REQUIRED WORK – Rewrite the data below with every "photo" changed to "image", keeping everything else the same and leaving the pictures out.

SUPPLIED ENTRIES –

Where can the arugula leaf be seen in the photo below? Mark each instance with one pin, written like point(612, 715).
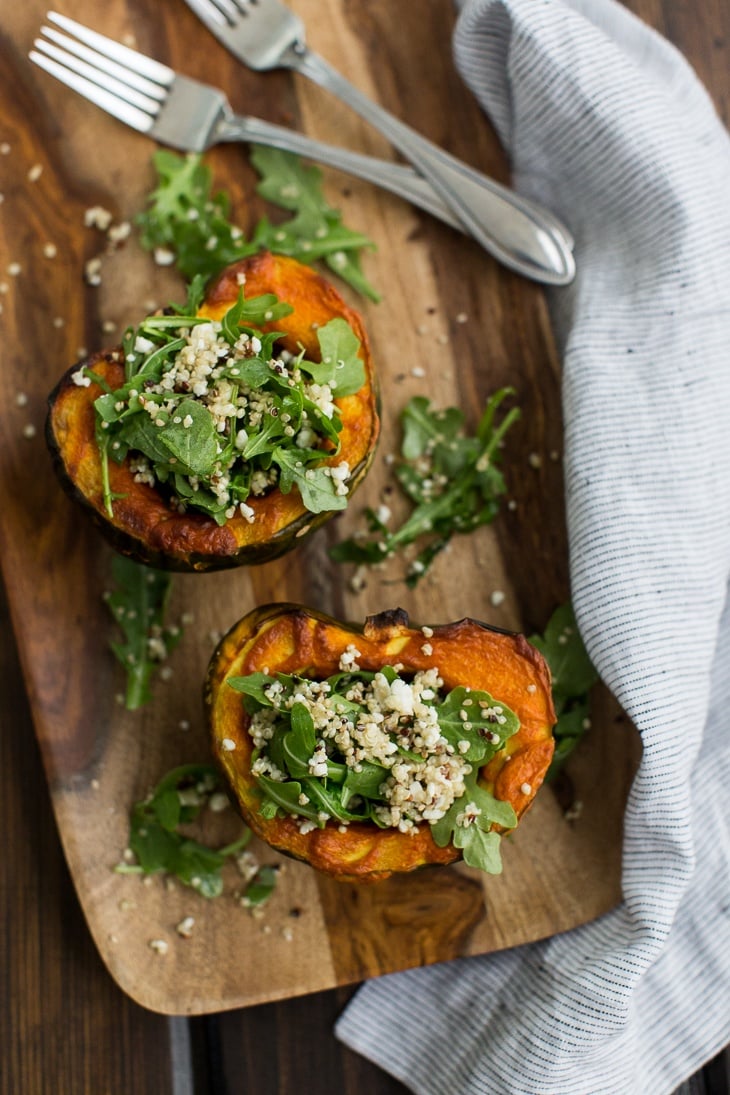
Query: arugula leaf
point(486, 727)
point(138, 604)
point(315, 484)
point(187, 220)
point(159, 846)
point(571, 669)
point(340, 367)
point(207, 418)
point(190, 438)
point(450, 479)
point(474, 837)
point(255, 686)
point(574, 676)
point(356, 788)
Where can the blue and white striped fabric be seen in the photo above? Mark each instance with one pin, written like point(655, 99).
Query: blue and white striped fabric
point(607, 125)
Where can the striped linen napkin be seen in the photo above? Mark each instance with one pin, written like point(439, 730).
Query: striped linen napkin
point(606, 124)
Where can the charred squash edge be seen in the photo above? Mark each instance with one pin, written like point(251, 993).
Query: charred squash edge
point(365, 853)
point(147, 530)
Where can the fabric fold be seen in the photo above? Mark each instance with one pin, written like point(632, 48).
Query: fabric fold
point(607, 125)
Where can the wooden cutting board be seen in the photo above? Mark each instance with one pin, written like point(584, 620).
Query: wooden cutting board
point(448, 310)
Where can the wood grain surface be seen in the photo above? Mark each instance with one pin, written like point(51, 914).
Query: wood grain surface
point(64, 156)
point(65, 1026)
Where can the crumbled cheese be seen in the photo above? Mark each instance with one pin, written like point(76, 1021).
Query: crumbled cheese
point(419, 787)
point(97, 217)
point(185, 926)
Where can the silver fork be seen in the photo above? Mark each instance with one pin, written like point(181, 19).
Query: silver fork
point(192, 116)
point(265, 34)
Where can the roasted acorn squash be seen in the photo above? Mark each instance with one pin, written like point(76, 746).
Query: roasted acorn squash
point(142, 523)
point(288, 638)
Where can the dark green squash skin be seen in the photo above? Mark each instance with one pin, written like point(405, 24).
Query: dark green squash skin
point(142, 527)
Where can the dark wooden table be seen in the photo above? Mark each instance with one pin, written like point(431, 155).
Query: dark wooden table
point(65, 1027)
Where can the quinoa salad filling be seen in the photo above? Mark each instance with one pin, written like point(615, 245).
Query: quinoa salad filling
point(217, 415)
point(398, 751)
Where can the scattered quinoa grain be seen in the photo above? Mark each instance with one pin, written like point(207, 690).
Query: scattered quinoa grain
point(185, 926)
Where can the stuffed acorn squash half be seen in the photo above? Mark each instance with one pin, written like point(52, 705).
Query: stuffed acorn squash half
point(223, 429)
point(370, 751)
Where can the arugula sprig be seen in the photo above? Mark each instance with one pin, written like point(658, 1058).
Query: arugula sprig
point(472, 722)
point(467, 825)
point(574, 676)
point(450, 480)
point(159, 845)
point(185, 218)
point(138, 603)
point(207, 459)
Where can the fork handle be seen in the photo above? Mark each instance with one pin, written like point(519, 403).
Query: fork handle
point(519, 233)
point(397, 179)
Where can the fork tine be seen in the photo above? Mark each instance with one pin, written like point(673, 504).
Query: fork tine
point(97, 76)
point(207, 10)
point(125, 112)
point(128, 58)
point(107, 67)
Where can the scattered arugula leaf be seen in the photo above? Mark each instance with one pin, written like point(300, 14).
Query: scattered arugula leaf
point(574, 676)
point(138, 603)
point(189, 222)
point(451, 481)
point(158, 843)
point(320, 777)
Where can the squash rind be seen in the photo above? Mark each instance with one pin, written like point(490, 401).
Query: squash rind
point(291, 638)
point(142, 525)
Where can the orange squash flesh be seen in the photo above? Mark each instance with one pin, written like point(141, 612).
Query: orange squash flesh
point(293, 640)
point(143, 525)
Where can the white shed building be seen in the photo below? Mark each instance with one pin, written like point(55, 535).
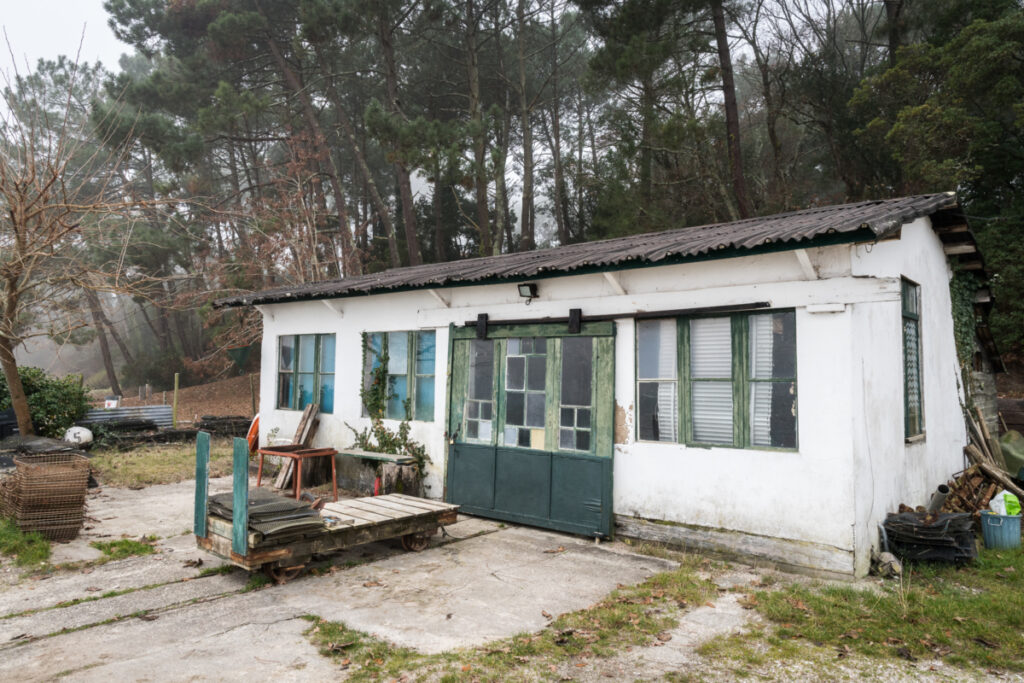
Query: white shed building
point(769, 387)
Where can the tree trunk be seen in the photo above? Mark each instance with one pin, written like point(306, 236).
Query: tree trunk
point(527, 240)
point(479, 131)
point(731, 112)
point(104, 348)
point(360, 159)
point(17, 398)
point(386, 34)
point(353, 265)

WRITTEN RESPONSE –
Where can the arugula leaf be seen in the image below? Mark each instance with one pin, written like point(612, 715).
Query: arugula leaf
point(486, 727)
point(138, 604)
point(315, 484)
point(187, 220)
point(159, 846)
point(571, 669)
point(340, 367)
point(207, 418)
point(190, 438)
point(450, 479)
point(474, 837)
point(255, 686)
point(574, 676)
point(356, 788)
Where can the blue and white striped fabric be seen in the image above? Mark each instance with one pin, written like point(655, 99).
Query: blue and white striped fabric
point(607, 125)
Where can the striped linen napkin be seen in the image above? Mark each instance with one pin, written like point(439, 730).
Query: striped linen napkin
point(606, 124)
Where can the charred squash edge be seen in the image above? Mark each instance with one pin, written like point(251, 993).
Query: charred squash edge
point(365, 853)
point(147, 530)
Where can the fabric fold be seen in the image above? Mark each instance with one pin, written like point(632, 48).
Query: fabric fold
point(607, 125)
Where can the wooden cutting board be seen in the image above? Mark each instance with one pin, written like point(584, 620).
Query: wooden cutting board
point(448, 310)
Where can the wood grain surface be seen in the image above? Mark each instance with one pin, written like point(51, 914).
Query: wood grain surface
point(64, 156)
point(65, 1026)
Where can the crumbled cheese be seen in the image above? Mark each instance with one pin, written like point(76, 1021).
Query: crumbled cheese
point(419, 787)
point(97, 217)
point(185, 926)
Where can the silver fork be seen in the image above? Mark each instance with one pin, written like point(181, 19).
Query: silver fork
point(192, 116)
point(265, 34)
Where can the roasted acorn squash be seen in the image above? Mark each instance with one pin, written like point(76, 746).
Query: roasted acorn squash
point(142, 523)
point(288, 638)
Where can the dark green squash skin be seen in the image above? Mark each instance with one pin, written like point(405, 24).
Query: dark green squash skin
point(142, 527)
Where can the dark wooden table be seen in the image above? Mark each instance with one pin, written like point(431, 155).
Query: dark wooden table
point(65, 1027)
Where can the quinoa salad filling be seen in the image above? Mark each instance with one pin, written like point(615, 245).
Query: quinoa salad filling
point(217, 415)
point(398, 751)
Where can the scattered quinoa grain be seen in the image above? Mark each instance with one pin, written like point(207, 690).
Query: scattered quinoa grain
point(185, 926)
Where can the stuffed acorn squash half be seen in the image above? Mark each instance with one pin, written like point(52, 705).
Query: stuffed acorn squash half
point(223, 429)
point(370, 751)
Where can the arugula sprig be seen in the image above? Mark each instance with one pin, written like point(658, 1058).
Query: arugula sprig
point(472, 722)
point(467, 825)
point(574, 676)
point(450, 480)
point(159, 845)
point(185, 218)
point(138, 603)
point(207, 459)
Where can the fork handle be seen in the image above? Mark each instance with one pin, written like point(519, 403).
Query: fork handle
point(519, 233)
point(397, 179)
Where can the fork tine be seen in the image above? Mark each instance with one pin, written like point(673, 504).
Query: fork tine
point(97, 76)
point(207, 10)
point(125, 112)
point(128, 58)
point(107, 67)
Where can the scattered arugula leaf be seen in the image above? Mark each instance with one pin, written like point(300, 14).
Query: scattered arugula leaf
point(574, 676)
point(138, 603)
point(189, 222)
point(451, 481)
point(158, 843)
point(320, 777)
Where can the squash rind be seen in the image above? Mark each instance with one pin, written like point(490, 401).
Query: squash rind
point(291, 638)
point(142, 525)
Where can the orange squash flesh be seen in the image above? Mark each instance with one pin, written like point(141, 612).
Query: orange squash flesh
point(293, 640)
point(143, 525)
Where can the white shed building be seen in the image below? Mark each instance with one pin, written like point(55, 535).
Query: white shed building
point(769, 387)
Where can the tree trunk be seen in the image above? Mark each instance with one pin, written like point(306, 236).
Query: tree trunk
point(527, 240)
point(479, 131)
point(731, 112)
point(104, 348)
point(360, 159)
point(17, 398)
point(386, 34)
point(353, 265)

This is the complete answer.